---- Exercise input

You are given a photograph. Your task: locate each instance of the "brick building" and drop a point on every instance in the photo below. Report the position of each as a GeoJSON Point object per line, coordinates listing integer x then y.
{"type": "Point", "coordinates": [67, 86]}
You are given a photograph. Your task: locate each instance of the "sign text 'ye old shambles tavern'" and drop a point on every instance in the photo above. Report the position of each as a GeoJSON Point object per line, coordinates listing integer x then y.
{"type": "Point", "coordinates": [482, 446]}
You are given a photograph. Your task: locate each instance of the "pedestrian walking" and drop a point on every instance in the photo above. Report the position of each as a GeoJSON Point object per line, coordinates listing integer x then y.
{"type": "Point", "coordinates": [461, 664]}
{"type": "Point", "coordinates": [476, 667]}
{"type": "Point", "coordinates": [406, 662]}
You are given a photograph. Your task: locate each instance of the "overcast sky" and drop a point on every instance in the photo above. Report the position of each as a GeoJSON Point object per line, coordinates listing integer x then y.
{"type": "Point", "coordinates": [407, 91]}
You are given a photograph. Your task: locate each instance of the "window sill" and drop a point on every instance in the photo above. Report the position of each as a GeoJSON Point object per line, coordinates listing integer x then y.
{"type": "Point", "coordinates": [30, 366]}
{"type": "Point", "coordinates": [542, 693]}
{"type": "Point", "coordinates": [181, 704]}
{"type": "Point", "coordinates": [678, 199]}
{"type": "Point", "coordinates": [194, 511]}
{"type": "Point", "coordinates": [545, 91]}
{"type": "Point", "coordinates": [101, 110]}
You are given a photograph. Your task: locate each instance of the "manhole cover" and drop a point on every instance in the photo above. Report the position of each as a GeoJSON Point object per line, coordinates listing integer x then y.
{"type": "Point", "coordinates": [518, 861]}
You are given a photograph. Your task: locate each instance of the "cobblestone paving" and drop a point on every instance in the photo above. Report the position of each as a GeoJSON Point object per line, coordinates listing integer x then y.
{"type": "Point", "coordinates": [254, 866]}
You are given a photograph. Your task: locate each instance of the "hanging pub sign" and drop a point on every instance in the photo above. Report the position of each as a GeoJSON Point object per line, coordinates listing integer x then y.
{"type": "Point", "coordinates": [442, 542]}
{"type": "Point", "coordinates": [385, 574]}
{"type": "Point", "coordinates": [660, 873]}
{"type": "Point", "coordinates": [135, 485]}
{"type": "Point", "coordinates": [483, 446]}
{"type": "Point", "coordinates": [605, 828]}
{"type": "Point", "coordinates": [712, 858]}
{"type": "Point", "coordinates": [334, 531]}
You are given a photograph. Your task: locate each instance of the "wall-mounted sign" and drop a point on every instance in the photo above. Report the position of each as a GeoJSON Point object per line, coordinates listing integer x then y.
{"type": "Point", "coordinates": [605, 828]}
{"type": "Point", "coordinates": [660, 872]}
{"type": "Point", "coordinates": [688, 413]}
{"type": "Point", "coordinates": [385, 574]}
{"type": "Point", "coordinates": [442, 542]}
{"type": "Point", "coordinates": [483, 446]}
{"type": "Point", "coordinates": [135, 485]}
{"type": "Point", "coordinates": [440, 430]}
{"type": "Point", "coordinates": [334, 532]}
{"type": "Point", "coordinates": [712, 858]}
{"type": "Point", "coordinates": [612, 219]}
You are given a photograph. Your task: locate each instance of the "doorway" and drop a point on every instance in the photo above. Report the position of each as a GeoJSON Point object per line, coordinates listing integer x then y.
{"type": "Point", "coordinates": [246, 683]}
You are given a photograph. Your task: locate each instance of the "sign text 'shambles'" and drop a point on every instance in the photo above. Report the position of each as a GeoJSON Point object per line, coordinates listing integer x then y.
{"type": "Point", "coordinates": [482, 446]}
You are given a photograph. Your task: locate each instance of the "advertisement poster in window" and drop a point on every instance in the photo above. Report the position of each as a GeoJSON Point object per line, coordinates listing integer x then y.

--------

◆ Task statement
From the first line to the last, return the material exactly.

◆ Response to the task
You are given a photograph. Your task: locate each instance of the "brick building" and drop a point on every instance in the photo below. Report the position of each as a GeoJSON Point object per line, coordinates listing integer x then y.
{"type": "Point", "coordinates": [67, 86]}
You are given a photograph. Your task: locate each instance of the "sign text 'ye old shambles tavern'" and drop a point on every instance in the photo above. Report the position of each as a GeoJSON Point object per line, coordinates listing integer x then y.
{"type": "Point", "coordinates": [482, 446]}
You are given a photograph. Your task: locate each instance of the "pedestrian walking" and drop a point on every instance in the photo above. Report the position of each as a GeoJSON Point object per line, coordinates listing integer x then y.
{"type": "Point", "coordinates": [461, 664]}
{"type": "Point", "coordinates": [476, 667]}
{"type": "Point", "coordinates": [406, 662]}
You are given a photograph. Your task: locate each instance of the "overcast sky" and drop a point on every instance in the photo above. Report the position of each as a GeoJSON Point object per line, coordinates listing integer x then y.
{"type": "Point", "coordinates": [407, 91]}
You are given a photograph. Your task: locate each instance of the "window sill" and drop a point on every instance in the photo above. Report the position of each as a GeoJSON Point object per line, coordinates listing integer x then y.
{"type": "Point", "coordinates": [30, 366]}
{"type": "Point", "coordinates": [542, 693]}
{"type": "Point", "coordinates": [181, 704]}
{"type": "Point", "coordinates": [678, 199]}
{"type": "Point", "coordinates": [194, 511]}
{"type": "Point", "coordinates": [545, 91]}
{"type": "Point", "coordinates": [101, 110]}
You are given a photograph. Your task: locate each instance of the "manhole cover" and drop a point on every instance in the photo above. Report the position of each as a GeoJSON Point object per line, coordinates listing integer x then y.
{"type": "Point", "coordinates": [518, 861]}
You are given a photograph. Your task: locate each instance of the "cobblestone paving" and drop a point on every instance in the photo above. Report the position of each as a GeoJSON Point object per line, coordinates listing integer x then y.
{"type": "Point", "coordinates": [254, 866]}
You are given a photograph. Your task: locate each instance of the "hanging pub sign" and drop a point on every instance in the photo above. Report the position of each as a GeoJSON Point object per line, coordinates listing integer x then y.
{"type": "Point", "coordinates": [442, 542]}
{"type": "Point", "coordinates": [385, 574]}
{"type": "Point", "coordinates": [660, 873]}
{"type": "Point", "coordinates": [135, 485]}
{"type": "Point", "coordinates": [483, 446]}
{"type": "Point", "coordinates": [605, 828]}
{"type": "Point", "coordinates": [712, 858]}
{"type": "Point", "coordinates": [334, 531]}
You are given a photograph. Your task: locate each instance of the "wall-mounted sign" and drop a point on every instance in the photo above. Report the position of each as a GeoJSON Point object per line, coordinates listing integer x then y.
{"type": "Point", "coordinates": [605, 828]}
{"type": "Point", "coordinates": [660, 872]}
{"type": "Point", "coordinates": [688, 413]}
{"type": "Point", "coordinates": [385, 574]}
{"type": "Point", "coordinates": [442, 542]}
{"type": "Point", "coordinates": [483, 446]}
{"type": "Point", "coordinates": [135, 485]}
{"type": "Point", "coordinates": [440, 430]}
{"type": "Point", "coordinates": [334, 532]}
{"type": "Point", "coordinates": [712, 858]}
{"type": "Point", "coordinates": [612, 219]}
You are given a photograph. Your task: locate each instance of the "doorway" and drop a point on every instance in the photo above. Report the position of each as a GeoJSON Point object per line, coordinates listing integer x then y.
{"type": "Point", "coordinates": [246, 683]}
You are given a photograph. Your task: locate each instance of the "sign text 'shambles'" and drop a point on every instance in the photo above. Report the position of each as a GeoJSON Point object per line, coordinates listing integer x then y.
{"type": "Point", "coordinates": [482, 446]}
You are given a photograph. Your task: locate each instance of the "advertisement poster in window" and drop a point on every instance in the photo above. Report the position of each as a GeoJSON Point object per line, coordinates listing integer x then y.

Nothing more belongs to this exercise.